> TEXT EXCERPT:
===============
Question

A body is thrown with velocity $20m/s$ at an angle of ${60}^{\circ }$ with the horizontal. The time gap between the two positions of body where velocity of body makes an angle of ${30}^{\circ }$ with horizontal is

• A. $\frac{2}{\sqrt{3}}s$
• B. $\frac{1}{\sqrt{3}}s$
• C. $\sqrt{3}s$
• D. $1.5s$

Answer 1

The correct option is A $\frac{2}{\sqrt{3}}s$


Let $A$ and $B$ be the two points on the trajectory where velocity makes an angle of ${30}^{\circ }$ with the horizontal.
$u=20m/s$ (given)
===============
> DATASET ENTRIES:
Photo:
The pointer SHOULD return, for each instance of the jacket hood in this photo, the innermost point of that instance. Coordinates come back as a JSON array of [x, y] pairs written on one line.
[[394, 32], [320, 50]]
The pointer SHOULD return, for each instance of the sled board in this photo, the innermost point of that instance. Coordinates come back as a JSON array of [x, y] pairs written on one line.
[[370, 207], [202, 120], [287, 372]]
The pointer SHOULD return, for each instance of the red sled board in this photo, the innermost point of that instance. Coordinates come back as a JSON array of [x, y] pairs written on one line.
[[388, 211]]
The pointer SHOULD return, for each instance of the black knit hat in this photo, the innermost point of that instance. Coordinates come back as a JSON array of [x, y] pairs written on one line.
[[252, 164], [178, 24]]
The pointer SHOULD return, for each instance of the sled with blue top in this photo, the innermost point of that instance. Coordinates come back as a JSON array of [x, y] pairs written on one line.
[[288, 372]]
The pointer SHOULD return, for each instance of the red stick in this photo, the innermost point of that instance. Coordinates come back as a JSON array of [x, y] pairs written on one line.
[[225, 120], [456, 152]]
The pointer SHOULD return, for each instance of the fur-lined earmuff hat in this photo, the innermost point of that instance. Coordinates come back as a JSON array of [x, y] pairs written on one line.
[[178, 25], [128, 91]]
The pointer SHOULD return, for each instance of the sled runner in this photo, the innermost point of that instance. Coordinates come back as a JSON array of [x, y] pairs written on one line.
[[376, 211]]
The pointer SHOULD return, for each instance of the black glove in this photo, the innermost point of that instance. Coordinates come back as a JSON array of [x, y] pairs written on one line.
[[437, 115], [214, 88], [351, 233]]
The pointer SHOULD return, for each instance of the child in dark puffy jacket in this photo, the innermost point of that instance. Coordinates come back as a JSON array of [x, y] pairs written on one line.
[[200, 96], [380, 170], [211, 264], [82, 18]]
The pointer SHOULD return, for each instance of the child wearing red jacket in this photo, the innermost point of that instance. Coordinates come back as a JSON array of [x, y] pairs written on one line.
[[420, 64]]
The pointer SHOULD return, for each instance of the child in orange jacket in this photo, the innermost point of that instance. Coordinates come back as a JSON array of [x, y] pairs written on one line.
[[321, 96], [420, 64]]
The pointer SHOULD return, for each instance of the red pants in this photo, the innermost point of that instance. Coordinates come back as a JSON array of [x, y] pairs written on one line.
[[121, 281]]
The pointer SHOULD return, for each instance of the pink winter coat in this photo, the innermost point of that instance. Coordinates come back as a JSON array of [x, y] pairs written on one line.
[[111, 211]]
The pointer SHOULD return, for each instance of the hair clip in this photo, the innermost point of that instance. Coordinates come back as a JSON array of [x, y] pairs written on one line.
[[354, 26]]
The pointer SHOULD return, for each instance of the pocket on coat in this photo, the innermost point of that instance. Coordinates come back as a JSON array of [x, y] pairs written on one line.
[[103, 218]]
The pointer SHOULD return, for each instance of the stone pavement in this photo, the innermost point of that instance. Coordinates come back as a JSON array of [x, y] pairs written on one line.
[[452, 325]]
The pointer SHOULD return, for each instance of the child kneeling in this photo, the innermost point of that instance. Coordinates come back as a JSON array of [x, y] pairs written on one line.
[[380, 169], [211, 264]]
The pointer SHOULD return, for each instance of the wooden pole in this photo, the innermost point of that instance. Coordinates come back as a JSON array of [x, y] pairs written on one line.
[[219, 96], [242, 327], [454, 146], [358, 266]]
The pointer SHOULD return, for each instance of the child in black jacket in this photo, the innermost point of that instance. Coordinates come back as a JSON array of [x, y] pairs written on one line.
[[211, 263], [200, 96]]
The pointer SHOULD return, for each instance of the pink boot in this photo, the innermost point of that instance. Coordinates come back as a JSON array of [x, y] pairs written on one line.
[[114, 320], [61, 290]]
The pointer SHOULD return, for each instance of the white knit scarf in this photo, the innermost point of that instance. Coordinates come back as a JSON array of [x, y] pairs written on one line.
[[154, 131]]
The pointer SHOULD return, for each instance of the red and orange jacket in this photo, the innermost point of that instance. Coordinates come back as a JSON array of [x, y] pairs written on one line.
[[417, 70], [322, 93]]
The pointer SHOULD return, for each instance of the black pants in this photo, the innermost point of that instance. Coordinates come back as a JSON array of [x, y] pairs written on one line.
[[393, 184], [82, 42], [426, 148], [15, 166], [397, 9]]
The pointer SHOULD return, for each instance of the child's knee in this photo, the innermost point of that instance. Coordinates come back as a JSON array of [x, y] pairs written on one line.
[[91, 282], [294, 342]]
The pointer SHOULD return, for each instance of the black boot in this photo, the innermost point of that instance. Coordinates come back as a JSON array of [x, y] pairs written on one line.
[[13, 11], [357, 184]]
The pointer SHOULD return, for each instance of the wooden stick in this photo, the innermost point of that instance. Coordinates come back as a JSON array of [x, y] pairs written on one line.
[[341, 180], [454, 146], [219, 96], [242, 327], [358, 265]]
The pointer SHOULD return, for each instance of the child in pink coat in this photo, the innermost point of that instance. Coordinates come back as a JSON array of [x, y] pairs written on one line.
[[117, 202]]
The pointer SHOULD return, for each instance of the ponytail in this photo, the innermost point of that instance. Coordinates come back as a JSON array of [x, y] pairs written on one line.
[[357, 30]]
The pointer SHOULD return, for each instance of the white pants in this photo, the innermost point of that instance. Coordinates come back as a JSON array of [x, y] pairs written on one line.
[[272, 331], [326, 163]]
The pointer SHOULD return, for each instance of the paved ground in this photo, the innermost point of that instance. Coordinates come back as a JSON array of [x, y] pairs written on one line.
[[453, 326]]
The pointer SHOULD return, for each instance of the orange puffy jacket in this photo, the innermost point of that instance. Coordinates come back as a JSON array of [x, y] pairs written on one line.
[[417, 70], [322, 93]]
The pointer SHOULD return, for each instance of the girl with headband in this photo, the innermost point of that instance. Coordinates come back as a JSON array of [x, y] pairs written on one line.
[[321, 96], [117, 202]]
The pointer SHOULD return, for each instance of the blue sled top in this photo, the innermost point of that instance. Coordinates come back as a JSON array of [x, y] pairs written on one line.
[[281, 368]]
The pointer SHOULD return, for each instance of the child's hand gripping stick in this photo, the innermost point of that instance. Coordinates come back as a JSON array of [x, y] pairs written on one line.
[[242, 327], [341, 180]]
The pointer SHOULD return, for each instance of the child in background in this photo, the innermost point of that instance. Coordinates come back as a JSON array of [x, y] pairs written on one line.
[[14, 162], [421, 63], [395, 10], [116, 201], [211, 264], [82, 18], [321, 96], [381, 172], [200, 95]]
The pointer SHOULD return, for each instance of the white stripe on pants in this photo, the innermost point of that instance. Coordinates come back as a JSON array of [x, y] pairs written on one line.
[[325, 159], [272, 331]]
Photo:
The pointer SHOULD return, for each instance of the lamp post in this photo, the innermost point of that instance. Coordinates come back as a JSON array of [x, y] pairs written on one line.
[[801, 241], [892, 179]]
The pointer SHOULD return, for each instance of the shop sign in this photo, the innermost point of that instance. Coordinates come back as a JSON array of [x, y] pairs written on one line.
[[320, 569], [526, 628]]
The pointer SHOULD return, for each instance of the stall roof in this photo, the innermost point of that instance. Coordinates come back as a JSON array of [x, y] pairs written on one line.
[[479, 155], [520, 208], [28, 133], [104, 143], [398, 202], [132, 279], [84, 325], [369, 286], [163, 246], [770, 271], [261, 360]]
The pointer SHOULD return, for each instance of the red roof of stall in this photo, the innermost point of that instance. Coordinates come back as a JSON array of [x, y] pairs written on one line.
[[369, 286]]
===============
> WHAT THE TASK REQUIRES:
In the projectile problem, which option is given as correct?

> TASK ANSWER:
Option A, 2/√3 s.